> **TO BE DONE**
Identify each line in the data below that contains the word "container", and copy those lines in full.

> **DATASET RECORDS**
[start]
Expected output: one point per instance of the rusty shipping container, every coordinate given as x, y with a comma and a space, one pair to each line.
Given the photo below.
[end]
[start]
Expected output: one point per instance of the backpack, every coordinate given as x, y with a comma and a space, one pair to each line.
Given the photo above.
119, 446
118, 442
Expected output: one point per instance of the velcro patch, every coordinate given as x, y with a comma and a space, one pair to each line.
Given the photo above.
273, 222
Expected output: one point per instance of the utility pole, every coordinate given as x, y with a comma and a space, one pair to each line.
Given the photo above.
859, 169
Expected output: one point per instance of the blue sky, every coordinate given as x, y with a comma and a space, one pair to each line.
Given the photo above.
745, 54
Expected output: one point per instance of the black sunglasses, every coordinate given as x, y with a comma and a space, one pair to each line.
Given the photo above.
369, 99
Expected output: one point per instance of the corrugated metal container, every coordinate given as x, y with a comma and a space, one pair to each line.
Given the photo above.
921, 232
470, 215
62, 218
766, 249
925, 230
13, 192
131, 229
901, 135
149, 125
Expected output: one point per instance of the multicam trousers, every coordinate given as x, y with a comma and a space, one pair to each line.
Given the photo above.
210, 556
[end]
> **SOLVED EXERCISE**
Expected output: one point per instance of the rusty shipping container, every coordinate given as x, y with a comma and a space, one pair to each line.
Expected output: one point per instance of the corrugated metal container, every coordinate given as x, y with a comma and a space, one pair to each line.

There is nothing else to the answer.